** START Exercise input **

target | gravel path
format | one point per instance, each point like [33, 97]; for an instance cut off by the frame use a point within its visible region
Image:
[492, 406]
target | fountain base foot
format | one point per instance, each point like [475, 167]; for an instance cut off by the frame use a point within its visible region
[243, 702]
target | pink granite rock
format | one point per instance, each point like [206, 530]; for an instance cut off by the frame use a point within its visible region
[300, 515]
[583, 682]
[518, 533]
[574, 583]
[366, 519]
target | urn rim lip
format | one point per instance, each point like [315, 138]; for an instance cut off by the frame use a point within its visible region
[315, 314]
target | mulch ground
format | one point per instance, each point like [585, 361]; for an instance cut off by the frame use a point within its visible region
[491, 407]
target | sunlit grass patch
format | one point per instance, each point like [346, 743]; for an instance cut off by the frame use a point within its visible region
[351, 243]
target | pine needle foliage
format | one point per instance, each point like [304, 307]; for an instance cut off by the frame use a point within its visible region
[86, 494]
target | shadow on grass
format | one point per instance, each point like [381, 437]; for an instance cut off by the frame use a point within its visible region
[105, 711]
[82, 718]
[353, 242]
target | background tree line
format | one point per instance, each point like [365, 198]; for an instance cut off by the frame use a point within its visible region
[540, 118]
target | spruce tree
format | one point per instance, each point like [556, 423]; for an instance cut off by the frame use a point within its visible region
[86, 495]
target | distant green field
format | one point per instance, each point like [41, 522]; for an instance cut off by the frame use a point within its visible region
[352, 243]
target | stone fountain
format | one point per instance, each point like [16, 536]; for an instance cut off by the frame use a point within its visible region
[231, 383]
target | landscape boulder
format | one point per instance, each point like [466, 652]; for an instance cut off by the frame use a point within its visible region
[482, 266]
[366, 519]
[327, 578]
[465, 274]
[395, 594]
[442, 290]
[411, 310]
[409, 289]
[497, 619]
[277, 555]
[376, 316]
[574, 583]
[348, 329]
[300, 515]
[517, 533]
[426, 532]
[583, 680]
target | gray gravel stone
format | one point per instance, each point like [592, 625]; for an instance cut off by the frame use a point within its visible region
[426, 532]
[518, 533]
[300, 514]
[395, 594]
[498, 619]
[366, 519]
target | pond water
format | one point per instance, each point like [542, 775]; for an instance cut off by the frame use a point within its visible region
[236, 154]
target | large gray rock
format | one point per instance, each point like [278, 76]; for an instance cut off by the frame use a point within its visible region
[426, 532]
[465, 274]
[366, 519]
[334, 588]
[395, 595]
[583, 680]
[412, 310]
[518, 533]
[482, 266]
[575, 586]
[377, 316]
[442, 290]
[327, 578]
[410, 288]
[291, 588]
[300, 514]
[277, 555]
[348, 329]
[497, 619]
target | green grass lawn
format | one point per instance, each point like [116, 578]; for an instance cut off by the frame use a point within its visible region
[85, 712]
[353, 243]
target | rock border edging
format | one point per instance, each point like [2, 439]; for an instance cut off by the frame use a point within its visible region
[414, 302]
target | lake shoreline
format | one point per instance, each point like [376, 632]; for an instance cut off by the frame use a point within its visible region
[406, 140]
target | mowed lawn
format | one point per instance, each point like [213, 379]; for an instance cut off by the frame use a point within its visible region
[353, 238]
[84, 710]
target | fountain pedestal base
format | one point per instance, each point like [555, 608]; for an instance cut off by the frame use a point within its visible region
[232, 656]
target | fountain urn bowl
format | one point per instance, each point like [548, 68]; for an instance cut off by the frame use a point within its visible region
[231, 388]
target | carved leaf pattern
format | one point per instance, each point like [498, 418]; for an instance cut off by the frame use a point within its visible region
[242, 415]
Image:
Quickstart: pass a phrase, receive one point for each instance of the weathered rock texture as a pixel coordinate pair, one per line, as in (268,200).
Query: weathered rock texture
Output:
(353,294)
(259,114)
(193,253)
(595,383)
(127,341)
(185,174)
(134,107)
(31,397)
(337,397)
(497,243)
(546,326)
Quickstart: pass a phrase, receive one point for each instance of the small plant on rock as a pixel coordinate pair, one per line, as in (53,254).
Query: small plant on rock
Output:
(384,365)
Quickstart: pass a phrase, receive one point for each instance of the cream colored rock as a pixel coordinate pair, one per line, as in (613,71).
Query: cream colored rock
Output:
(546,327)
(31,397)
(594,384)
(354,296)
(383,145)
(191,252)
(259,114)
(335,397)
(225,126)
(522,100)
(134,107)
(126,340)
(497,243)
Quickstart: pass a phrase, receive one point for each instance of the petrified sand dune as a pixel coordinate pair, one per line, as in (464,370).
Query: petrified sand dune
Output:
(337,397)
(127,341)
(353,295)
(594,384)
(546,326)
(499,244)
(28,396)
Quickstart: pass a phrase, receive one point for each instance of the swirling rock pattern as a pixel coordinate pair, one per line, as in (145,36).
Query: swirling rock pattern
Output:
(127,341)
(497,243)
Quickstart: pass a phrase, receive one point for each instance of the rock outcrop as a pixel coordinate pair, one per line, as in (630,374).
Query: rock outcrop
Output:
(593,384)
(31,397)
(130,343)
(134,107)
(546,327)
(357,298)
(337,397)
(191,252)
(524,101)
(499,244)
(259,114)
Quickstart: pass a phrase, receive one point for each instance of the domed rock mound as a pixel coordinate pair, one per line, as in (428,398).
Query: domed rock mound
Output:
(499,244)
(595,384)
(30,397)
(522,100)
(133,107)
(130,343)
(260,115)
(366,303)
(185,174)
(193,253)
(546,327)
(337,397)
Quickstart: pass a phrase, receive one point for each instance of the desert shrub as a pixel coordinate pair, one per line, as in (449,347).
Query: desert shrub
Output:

** END Exercise input **

● Goal
Print all of the data exactly as it was given.

● Exercise solution
target | gravel path
format | one point per instance, each point like [33, 97]; for an instance cut off by the frame use a point within its visible region
Image:
[492, 406]
target | fountain base foot
format | one point per instance, each point like [475, 167]; for an instance cut off by the frame use a point within its visible region
[243, 702]
target | pink granite rock
format | one point per instance, each point like [206, 530]; for an instance cut off by the frame use a point within its visible region
[300, 515]
[583, 682]
[518, 533]
[574, 583]
[366, 519]
target | urn rim lip
format | one point per instance, each point like [315, 138]; for an instance cut off by the frame use a point within its visible region
[315, 314]
target | mulch ground
format | one point per instance, each point like [585, 361]; for an instance cut off by the frame use a point within its visible region
[491, 407]
target | sunlit grass patch
format | one point per instance, each point like [346, 743]; for an instance cut off by the frame use a point within its visible region
[351, 243]
target | pine needle foliage
format | one point per instance, each point like [304, 307]; for an instance cut off by the frame use a point within its visible region
[86, 494]
target | shadow on grass
format | one point per instance, each point like [381, 437]; for an instance cut off by the frame use a point within its visible region
[105, 711]
[82, 718]
[353, 242]
target | background tree line
format | one point per instance, each point like [365, 198]; for an instance cut off by the frame use a point within its visible region
[540, 118]
target | spruce tree
format | one point per instance, each point like [556, 423]; for an instance cut off by the frame use a point within its visible region
[86, 495]
target | distant green field
format | one point per instance, each point like [41, 522]; for an instance cut off by the frame use a point within its visible region
[352, 243]
target | stone fountain
format | one point per instance, each point like [16, 536]; for an instance cut off by the frame use a point within its visible region
[231, 383]
target | landscape boulder
format | one point per instance, each point like [466, 652]; for an instance cut off by the frame use a point within its visible region
[482, 266]
[366, 519]
[327, 578]
[465, 274]
[395, 594]
[442, 290]
[411, 310]
[409, 289]
[497, 619]
[277, 555]
[376, 316]
[574, 583]
[348, 329]
[300, 515]
[517, 533]
[426, 532]
[583, 680]
target | gray gravel stone
format | one point per instance, each point like [592, 625]; for an instance cut off by the frame use a point within its visible region
[426, 532]
[518, 533]
[300, 514]
[395, 594]
[498, 619]
[366, 519]
target | pond water
format | one point per instance, each point like [542, 775]; for an instance cut off by the frame use a point within its visible region
[236, 154]
target | large gray rock
format | one point per instance, each point like [278, 76]; for an instance cut off by the frame use a point within its visible region
[426, 532]
[465, 274]
[366, 519]
[334, 588]
[395, 595]
[583, 680]
[412, 310]
[518, 533]
[482, 266]
[575, 586]
[377, 316]
[442, 290]
[327, 578]
[410, 288]
[291, 588]
[300, 514]
[277, 555]
[348, 329]
[497, 619]
target | green grass lawn
format | one point per instance, each point like [116, 578]; for an instance cut off by the frame use a point within its visible region
[85, 712]
[353, 243]
target | rock border edging
format | one point per instance, each point like [2, 439]; for an instance cut off by the frame use a point within its visible region
[414, 302]
target | lake shoreline
format | one point per instance, each point like [376, 632]; for an instance cut off by the frame use a point within its visible region
[406, 140]
target | mowed lawn
format | one point per instance, each point like [213, 379]; for an instance cut off by the frame use a point within its visible region
[353, 238]
[84, 710]
target | fountain pedestal base
format | one point per instance, each point like [555, 608]; for an instance cut off by the frame use a point within its visible region
[232, 656]
target | fountain urn bowl
format | one point per instance, each point like [548, 68]; for an instance cut off by the frame use a point within its visible region
[231, 388]
target | carved leaf pattern
format | one point per instance, each point like [498, 418]; for an instance cut off by the frame use a point within its visible region
[242, 415]
Image:
Quickstart: pass a phrase, receive one point for each instance of the weathered rock texture as a pixel coordinate pair, one per line, as in (268,200).
Query: weathered rock texture
Output:
(353,294)
(259,114)
(193,253)
(595,383)
(127,341)
(185,174)
(134,107)
(31,397)
(337,397)
(497,243)
(546,326)
Quickstart: pass a phrase, receive one point for each instance of the small plant on rock as a pixel coordinate pair, one per line, as in (53,254).
Query: small plant on rock
Output:
(384,365)
Quickstart: pass a phrase, receive one point for each instance of the cream colored rock as a pixel coordinate pair, one per line, as in (613,71).
Query: cream colored rock
Output:
(546,327)
(31,397)
(594,384)
(354,296)
(383,145)
(191,252)
(259,114)
(335,397)
(225,126)
(522,100)
(134,107)
(126,340)
(497,243)
Quickstart: pass a phrase, receive one point for each instance of the petrified sand dune as a pixel coordinate pair, one per line, as in (464,370).
Query: petrified sand dune
Output:
(337,397)
(127,341)
(353,295)
(594,384)
(546,326)
(499,244)
(28,396)
Quickstart: pass a phrase, receive one point for each instance of the swirling rock pattern as a pixel coordinate pair, one per line, as in (145,36).
Query: swirling rock pattern
Output:
(127,341)
(497,243)
Quickstart: pass a phrase, receive one point for each instance of the rock outcrop as a pixel coordinate pair, one per line, as in (630,374).
Query: rock outcrop
Output:
(593,384)
(31,397)
(130,343)
(134,107)
(546,327)
(357,298)
(337,397)
(191,252)
(524,101)
(499,244)
(259,114)
Quickstart: pass a phrase, receive one point for each instance of the domed rock mound as a pixel coordinate pair, one per line, as in (428,398).
Query: domed rock mound
Output:
(499,244)
(595,384)
(30,397)
(522,100)
(133,107)
(130,343)
(260,115)
(366,303)
(185,174)
(193,253)
(546,327)
(337,397)
Quickstart: pass a phrase, receive one point for each instance of the desert shrub as a pixel coordinate pair, one per line, as in (449,347).
Query: desert shrub
Output:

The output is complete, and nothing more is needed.